(Box annotations for photos)
──────

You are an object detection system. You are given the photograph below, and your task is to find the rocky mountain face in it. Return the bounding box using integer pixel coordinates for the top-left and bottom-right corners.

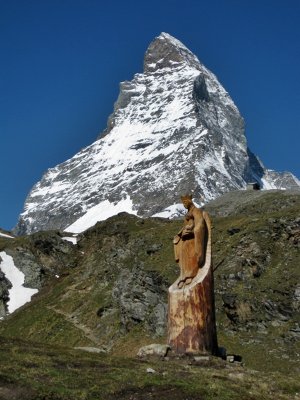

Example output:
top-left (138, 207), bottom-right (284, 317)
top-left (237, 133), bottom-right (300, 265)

top-left (15, 33), bottom-right (299, 238)
top-left (0, 190), bottom-right (300, 372)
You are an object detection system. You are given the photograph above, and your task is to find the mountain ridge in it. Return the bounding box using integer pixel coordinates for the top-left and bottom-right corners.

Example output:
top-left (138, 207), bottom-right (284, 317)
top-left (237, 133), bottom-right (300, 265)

top-left (14, 33), bottom-right (299, 234)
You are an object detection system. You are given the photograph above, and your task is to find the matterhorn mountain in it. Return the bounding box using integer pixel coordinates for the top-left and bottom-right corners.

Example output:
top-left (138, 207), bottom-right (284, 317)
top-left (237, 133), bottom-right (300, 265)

top-left (15, 33), bottom-right (300, 234)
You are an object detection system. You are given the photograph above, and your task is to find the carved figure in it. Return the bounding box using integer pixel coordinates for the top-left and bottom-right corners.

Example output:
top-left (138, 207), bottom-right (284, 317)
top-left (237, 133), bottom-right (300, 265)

top-left (173, 195), bottom-right (207, 289)
top-left (168, 196), bottom-right (218, 354)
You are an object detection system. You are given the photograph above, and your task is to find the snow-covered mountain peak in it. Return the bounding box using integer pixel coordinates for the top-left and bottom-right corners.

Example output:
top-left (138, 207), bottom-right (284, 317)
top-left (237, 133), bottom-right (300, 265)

top-left (144, 32), bottom-right (200, 73)
top-left (16, 33), bottom-right (298, 234)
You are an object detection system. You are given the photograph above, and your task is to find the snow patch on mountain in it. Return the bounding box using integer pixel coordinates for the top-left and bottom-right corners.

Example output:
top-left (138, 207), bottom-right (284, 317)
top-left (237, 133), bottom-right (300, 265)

top-left (0, 251), bottom-right (38, 314)
top-left (0, 232), bottom-right (14, 239)
top-left (65, 196), bottom-right (137, 233)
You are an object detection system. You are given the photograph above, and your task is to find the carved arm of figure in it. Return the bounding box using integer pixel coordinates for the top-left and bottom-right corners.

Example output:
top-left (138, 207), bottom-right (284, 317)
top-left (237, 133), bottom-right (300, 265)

top-left (193, 208), bottom-right (206, 268)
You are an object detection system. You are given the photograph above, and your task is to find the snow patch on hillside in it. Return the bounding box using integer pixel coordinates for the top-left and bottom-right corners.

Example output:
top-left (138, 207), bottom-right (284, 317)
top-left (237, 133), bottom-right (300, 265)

top-left (0, 251), bottom-right (38, 314)
top-left (0, 232), bottom-right (14, 239)
top-left (65, 196), bottom-right (137, 233)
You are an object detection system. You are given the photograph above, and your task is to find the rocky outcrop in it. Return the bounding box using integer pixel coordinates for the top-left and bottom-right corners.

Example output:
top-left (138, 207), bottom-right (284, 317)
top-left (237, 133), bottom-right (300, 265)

top-left (15, 33), bottom-right (299, 235)
top-left (112, 266), bottom-right (167, 336)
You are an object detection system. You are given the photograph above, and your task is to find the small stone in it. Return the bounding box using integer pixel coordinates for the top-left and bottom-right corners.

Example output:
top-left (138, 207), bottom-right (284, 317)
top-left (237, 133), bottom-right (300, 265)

top-left (137, 343), bottom-right (170, 357)
top-left (74, 347), bottom-right (106, 353)
top-left (194, 356), bottom-right (210, 362)
top-left (226, 355), bottom-right (234, 363)
top-left (147, 368), bottom-right (156, 374)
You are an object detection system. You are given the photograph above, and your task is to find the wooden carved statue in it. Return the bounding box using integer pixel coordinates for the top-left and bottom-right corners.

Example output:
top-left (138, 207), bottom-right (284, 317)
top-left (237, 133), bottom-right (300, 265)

top-left (168, 195), bottom-right (218, 354)
top-left (174, 195), bottom-right (207, 288)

──────

**Written exercise**
Turn all of the data above into a JSON list of strings, one string per line, with blank lines omitted. Leave the pictures out of the list.

**Written solution**
[
  "You are an object detection system. You are given the photograph below, and your task is to find the rocky mountain face in it. Return the bounding box using integer pixel coordinates for the top-left and bottom-right corners.",
  "Example output:",
  "top-left (138, 207), bottom-right (284, 317)",
  "top-left (237, 133), bottom-right (300, 265)",
  "top-left (15, 33), bottom-right (299, 238)",
  "top-left (0, 190), bottom-right (300, 372)",
  "You are an object detection system. You are given the photograph above, and your task is to find the mountain ridge in it. Return the bounding box using integer pixel coordinates for the top-left and bottom-right corners.",
  "Example output:",
  "top-left (138, 207), bottom-right (284, 317)",
  "top-left (237, 133), bottom-right (300, 265)",
  "top-left (14, 33), bottom-right (299, 234)",
  "You are an object detection system. You are given the photograph above, and your task is to find the matterhorn mountain in it. Return the bounding box using integer pixel coordinates for the top-left and bottom-right corners.",
  "Example output:",
  "top-left (138, 207), bottom-right (284, 317)",
  "top-left (237, 133), bottom-right (300, 265)",
  "top-left (15, 33), bottom-right (300, 234)",
  "You are an object detection system. You are given the photograph above, and your task is to find the carved figure in it. Return the bounding box using integer pixel coordinates for the top-left and bottom-right corners.",
  "Example output:",
  "top-left (138, 207), bottom-right (284, 317)",
  "top-left (237, 133), bottom-right (300, 265)",
  "top-left (173, 195), bottom-right (207, 289)",
  "top-left (168, 196), bottom-right (218, 354)",
  "You are an object detection system. You are given the photograph above, and your task is to find the snow-covered mountain peak in it. Return the bounding box using integer pixel coordinates for the top-left and bottom-right corners.",
  "Example output:",
  "top-left (138, 207), bottom-right (284, 317)",
  "top-left (237, 133), bottom-right (300, 265)",
  "top-left (144, 32), bottom-right (200, 73)",
  "top-left (16, 33), bottom-right (298, 234)",
  "You are an object detection system. You are given the photograph above, and your task is to find the snow patch on mountain in it. Return the bounding box using integer pixel coordinates for the top-left and bottom-right corners.",
  "Example output:",
  "top-left (138, 207), bottom-right (284, 317)",
  "top-left (237, 133), bottom-right (300, 265)",
  "top-left (0, 251), bottom-right (38, 314)",
  "top-left (0, 232), bottom-right (14, 239)",
  "top-left (65, 196), bottom-right (137, 233)",
  "You are an object detection system. You are given the photograph above, and your task is to find the carved arm of figure in it. Return the bounding box using integer pixel coordinates for the top-left and bottom-right corners.",
  "Example output:",
  "top-left (138, 207), bottom-right (284, 317)",
  "top-left (237, 133), bottom-right (300, 265)",
  "top-left (193, 208), bottom-right (206, 268)",
  "You are an object detection system. You are given the photograph above, and your task is to find the snow patch on hillside in it. Return the bounding box using integer pixel coordinates for the top-left and bottom-right corners.",
  "Example output:",
  "top-left (138, 207), bottom-right (284, 317)",
  "top-left (237, 133), bottom-right (300, 265)",
  "top-left (0, 251), bottom-right (38, 314)",
  "top-left (0, 232), bottom-right (14, 239)",
  "top-left (65, 196), bottom-right (137, 233)",
  "You are an object detection system. You are given the photograph above, and your task is to find the rocky outcrop in it. Return the bounding box using integer pixel coordinates for the top-left and bottom-right corners.",
  "Example output:",
  "top-left (138, 207), bottom-right (284, 317)",
  "top-left (237, 133), bottom-right (300, 265)",
  "top-left (15, 33), bottom-right (299, 235)",
  "top-left (112, 266), bottom-right (167, 336)",
  "You are an object detection system. You are given the photograph above, and your task is to find the small stone in it. Return the bounding box using integer pixel coordinates for the top-left and bottom-right corners.",
  "Example output:",
  "top-left (138, 207), bottom-right (284, 317)",
  "top-left (237, 133), bottom-right (300, 265)",
  "top-left (137, 343), bottom-right (170, 357)",
  "top-left (74, 347), bottom-right (106, 353)",
  "top-left (194, 356), bottom-right (210, 362)",
  "top-left (226, 355), bottom-right (234, 363)",
  "top-left (147, 368), bottom-right (156, 374)",
  "You are an object detection system. You are given the photograph above, and your task is to find the wooden carved statue in it. Return the bounding box using integer pixel coordinates for the top-left and bottom-right corners.",
  "Example output:",
  "top-left (138, 207), bottom-right (284, 317)",
  "top-left (237, 133), bottom-right (300, 265)",
  "top-left (168, 195), bottom-right (218, 354)",
  "top-left (174, 195), bottom-right (207, 288)"
]